— TASK INSTRUCTIONS —
Copy every item below word for word, and leave the pictures out.

— MATERIALS PROVIDED —
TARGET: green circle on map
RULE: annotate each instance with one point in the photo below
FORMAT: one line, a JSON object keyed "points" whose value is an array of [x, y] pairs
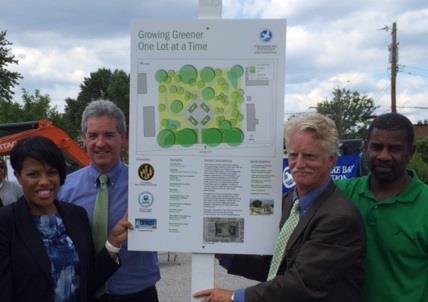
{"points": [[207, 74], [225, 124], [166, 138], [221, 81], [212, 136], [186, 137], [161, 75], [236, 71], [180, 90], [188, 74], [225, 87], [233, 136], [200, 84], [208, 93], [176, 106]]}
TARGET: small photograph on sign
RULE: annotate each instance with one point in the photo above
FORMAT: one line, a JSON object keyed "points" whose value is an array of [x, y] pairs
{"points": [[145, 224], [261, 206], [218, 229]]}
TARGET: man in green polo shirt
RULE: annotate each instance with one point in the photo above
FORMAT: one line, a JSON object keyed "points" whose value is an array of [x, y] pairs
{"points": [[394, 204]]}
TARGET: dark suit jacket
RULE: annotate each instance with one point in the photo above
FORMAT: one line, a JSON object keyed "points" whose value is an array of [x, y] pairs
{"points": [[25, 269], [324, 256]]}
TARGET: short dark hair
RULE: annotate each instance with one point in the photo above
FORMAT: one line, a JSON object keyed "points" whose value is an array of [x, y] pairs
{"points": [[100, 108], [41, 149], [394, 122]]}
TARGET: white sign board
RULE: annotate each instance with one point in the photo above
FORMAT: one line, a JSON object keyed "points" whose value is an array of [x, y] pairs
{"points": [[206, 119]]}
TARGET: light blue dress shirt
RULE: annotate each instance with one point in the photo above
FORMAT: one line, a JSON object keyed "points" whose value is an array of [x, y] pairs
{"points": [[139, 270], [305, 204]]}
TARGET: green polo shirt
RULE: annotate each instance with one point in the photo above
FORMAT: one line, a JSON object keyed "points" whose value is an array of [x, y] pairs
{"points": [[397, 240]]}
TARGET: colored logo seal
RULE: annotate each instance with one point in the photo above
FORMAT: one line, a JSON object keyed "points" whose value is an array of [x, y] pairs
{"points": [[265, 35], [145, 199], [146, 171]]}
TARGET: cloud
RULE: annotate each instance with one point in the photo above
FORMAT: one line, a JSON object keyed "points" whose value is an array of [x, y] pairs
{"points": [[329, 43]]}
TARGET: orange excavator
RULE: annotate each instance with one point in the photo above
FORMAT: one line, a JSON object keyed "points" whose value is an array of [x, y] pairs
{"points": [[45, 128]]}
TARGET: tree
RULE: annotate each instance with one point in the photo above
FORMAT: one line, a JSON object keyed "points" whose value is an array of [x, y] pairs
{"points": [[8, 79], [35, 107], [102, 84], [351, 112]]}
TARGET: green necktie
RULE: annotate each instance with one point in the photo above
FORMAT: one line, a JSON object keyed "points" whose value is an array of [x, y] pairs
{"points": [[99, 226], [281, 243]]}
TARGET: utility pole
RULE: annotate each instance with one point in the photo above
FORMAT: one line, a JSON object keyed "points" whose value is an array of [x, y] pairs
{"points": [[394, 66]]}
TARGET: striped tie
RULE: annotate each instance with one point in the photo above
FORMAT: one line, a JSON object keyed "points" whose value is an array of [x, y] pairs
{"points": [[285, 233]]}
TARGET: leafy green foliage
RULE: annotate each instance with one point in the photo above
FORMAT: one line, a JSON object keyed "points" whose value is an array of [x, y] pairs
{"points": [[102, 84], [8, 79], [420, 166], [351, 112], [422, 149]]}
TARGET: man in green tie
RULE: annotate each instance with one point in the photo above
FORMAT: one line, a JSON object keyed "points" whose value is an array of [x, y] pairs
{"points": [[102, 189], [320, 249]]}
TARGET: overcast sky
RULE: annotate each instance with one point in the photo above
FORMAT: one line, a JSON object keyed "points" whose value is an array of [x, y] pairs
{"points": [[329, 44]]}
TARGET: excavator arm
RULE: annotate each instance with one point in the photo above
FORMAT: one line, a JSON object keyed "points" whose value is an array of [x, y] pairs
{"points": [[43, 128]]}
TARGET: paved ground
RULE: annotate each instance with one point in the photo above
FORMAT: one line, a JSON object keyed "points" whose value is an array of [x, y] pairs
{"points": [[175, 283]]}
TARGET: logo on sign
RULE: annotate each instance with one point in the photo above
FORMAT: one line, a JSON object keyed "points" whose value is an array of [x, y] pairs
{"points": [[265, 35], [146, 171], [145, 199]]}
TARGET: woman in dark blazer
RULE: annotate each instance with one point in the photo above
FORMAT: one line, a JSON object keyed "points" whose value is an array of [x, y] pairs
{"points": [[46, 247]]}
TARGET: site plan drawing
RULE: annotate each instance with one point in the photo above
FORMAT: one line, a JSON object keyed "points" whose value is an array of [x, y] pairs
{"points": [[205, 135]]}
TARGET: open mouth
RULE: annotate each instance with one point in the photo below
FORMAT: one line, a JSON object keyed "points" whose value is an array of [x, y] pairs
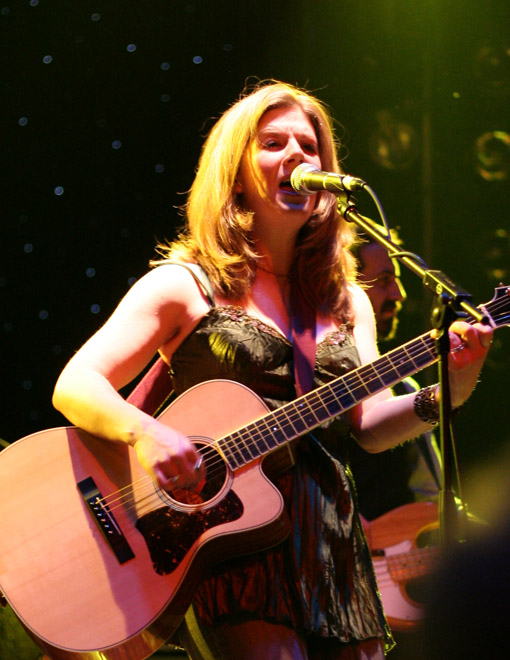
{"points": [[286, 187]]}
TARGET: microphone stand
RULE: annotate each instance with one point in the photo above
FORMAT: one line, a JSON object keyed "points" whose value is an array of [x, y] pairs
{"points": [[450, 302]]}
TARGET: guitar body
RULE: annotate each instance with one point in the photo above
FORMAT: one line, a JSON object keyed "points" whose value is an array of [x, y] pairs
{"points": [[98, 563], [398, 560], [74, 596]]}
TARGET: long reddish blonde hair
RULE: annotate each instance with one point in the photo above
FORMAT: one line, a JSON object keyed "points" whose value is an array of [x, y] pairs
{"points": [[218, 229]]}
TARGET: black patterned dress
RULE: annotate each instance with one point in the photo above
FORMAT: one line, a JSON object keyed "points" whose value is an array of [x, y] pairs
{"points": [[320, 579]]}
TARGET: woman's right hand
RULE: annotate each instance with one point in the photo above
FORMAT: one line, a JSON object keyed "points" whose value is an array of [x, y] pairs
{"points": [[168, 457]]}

— COMPLETE ANSWER —
TARGET: green circle on map
RULE: annotate each instance with one point in the photo below
FORMAT: one line, a JSON object keyed "points" whose value is an array of [x, y] pairs
{"points": [[207, 74], [225, 124], [166, 138], [221, 81], [212, 136], [186, 137], [161, 75], [236, 71], [180, 90], [188, 74], [225, 87], [233, 136], [200, 84], [208, 93], [176, 106]]}
TARGET: small photograph on sign
RULE: annotate each instance with one point in the photo above
FORMAT: one line, a JSON object keyed "points" whose value is an array of [x, y] pairs
{"points": [[145, 224], [261, 206], [218, 229]]}
TARGET: man in green polo shirt
RULE: annotate each instance with one point in the photo above
FORMAT: one line, a JSON object keyed "points" whose value is an array of [x, y] pairs
{"points": [[394, 204]]}
TARGET: dark suit jacket
RULE: annotate each instance with one point in the photo above
FORMAT: one line, a JSON object keyed "points" whose value is an array of [x, y] pairs
{"points": [[25, 269], [324, 256]]}
TARGET: short dark hair
RULE: annotate each instance with one point in the photo above
FORMAT: one line, a JSON object keyed "points" whose value is an array of [x, y] pairs
{"points": [[100, 108], [41, 149], [394, 122]]}
TARGET: white sign board
RULE: annotate each instance with one point in the photo above
FORMAT: one line, a JSON object keyed "points" whose value is an array of [x, y] pairs
{"points": [[206, 119]]}
TARGET: light blue dress shirt
RULE: annotate each instance with one point in the photo above
FORMAT: one line, a JSON object keyed "points" whose value is an array of [x, y] pairs
{"points": [[139, 270], [305, 204]]}
TARGET: green polo shirt
RULE: annotate each instance with one point in the photo above
FORMAT: one line, a JSON object keyed "points" whose value is an array of [x, y] pairs
{"points": [[397, 240]]}
TARGET: colored logo seal
RULE: annotate each instance with one point in the photo above
FORMAT: one line, a JSON object keyed "points" whose value is an array of [x, y] pairs
{"points": [[265, 35], [145, 199], [146, 171]]}
TARGET: cloud
RULE: annotate each instance with one point in the photo above
FORMAT: one line, a JSON object keyed "points" whose value is an array of [x, y] pairs
{"points": [[329, 43]]}
TARGET: orange excavator
RULE: annotate each instance with one point in the photo above
FORMAT: one line, a JSON object keyed "points" whose value is an array of [x, y] pairs
{"points": [[45, 128]]}
TARGET: tree
RULE: annotate each instance with one point in the photo above
FORMAT: one line, a JSON object keyed "points" whose value is an array of [x, y] pairs
{"points": [[8, 79], [35, 107], [102, 84], [351, 112]]}
TARGET: green necktie
RULE: annotate each instance with one point in the photo above
FORMAT: one line, a JSON object keyed "points" whose value is an array of [x, y] pairs
{"points": [[99, 226], [281, 243]]}
TARGET: utility pole
RULE: annotate each instance with one point in the photo above
FORMAT: one line, a JSON object keyed "points" whose value is an array of [x, y] pairs
{"points": [[394, 66]]}
TARGET: striped tie
RULE: annotate each instance with one point in the photo above
FORMAT: one line, a JSON object keyed "points" whose value is an array of [x, y] pairs
{"points": [[285, 233]]}
TARGET: leafy green foliage
RULE: annotate each instance with one point in the photo above
FORMAT: one line, a JSON object keyed "points" whose value is an array of [x, y] pairs
{"points": [[102, 84], [8, 79], [420, 166], [351, 112], [422, 149]]}
TARGET: man in green tie
RULE: annotate each instance with one point in the photo above
FORMAT: one line, a JSON object keyed "points" whose value is an array of [x, y] pairs
{"points": [[102, 189], [320, 249]]}
TARGET: overcast sky
RULE: annotate each instance with one point in the photo above
FORMAT: one line, a JSON object keyed "points" whose value is an array of [x, y] pairs
{"points": [[329, 44]]}
TARGET: excavator arm
RULE: annotate each instance with one point in the photo above
FORMAT: one line, a JSON object keyed "points" whose value is an array of [x, y] pairs
{"points": [[43, 128]]}
TARGET: paved ground
RULE: annotate each instance with one point in the photo above
FORMAT: one line, a JSON object keyed "points" whose value is an array of [x, y] pairs
{"points": [[175, 283]]}
TARGET: logo on sign
RULE: annotate each instance with one point in the photo above
FORMAT: one line, a JSON object keyed "points" whose value is an array of [x, y] pairs
{"points": [[265, 35], [146, 171], [145, 199]]}
TARGET: woman in dark blazer
RULE: annotate each instance with one point in the photo above
FORMAT: one line, a JSON object keyed "points" whose value is an array of [x, y] pairs
{"points": [[46, 247]]}
TARGET: site plan drawing
RULE: annotate each instance with one point in the photo above
FORMAT: one line, a JSON object keyed "points" whose value is an array of [x, y] pairs
{"points": [[205, 135]]}
TARGET: open mouth
RULE: annotate each instance with one point in the photo below
FORMAT: one line, a JSON object keyed "points" whose value is an array of [x, y] pairs
{"points": [[286, 187]]}
TARGET: microphone stand
RULE: annotate each instance with one point in the photo above
FORMAT: one line, a JSON object keyed "points" whose value is an array of [x, y] pairs
{"points": [[450, 302]]}
TARGET: guitar body
RULE: annotate each instance with one point in the photo above
FORMAT: one line, a JSON object keyed "points" whose value is an array of [x, y] pairs
{"points": [[98, 563], [398, 560], [74, 596]]}
TARGET: long reddish blonde hair
RULE: annotate each instance with one point in the photo above
FORMAT: one line, a JSON object keyed "points" whose value is an array of [x, y] pairs
{"points": [[218, 229]]}
TARGET: black patterned dress
RULE: annotate each instance with one point in the photo above
FORMAT: one line, a JSON object keyed "points" whose value is an array of [x, y] pairs
{"points": [[320, 579]]}
TARGET: woman's right hand
RULE: annotate each instance with one point in the photo above
FORMAT: one line, a JSON object keyed "points" whose value is an array of [x, y] pairs
{"points": [[168, 457]]}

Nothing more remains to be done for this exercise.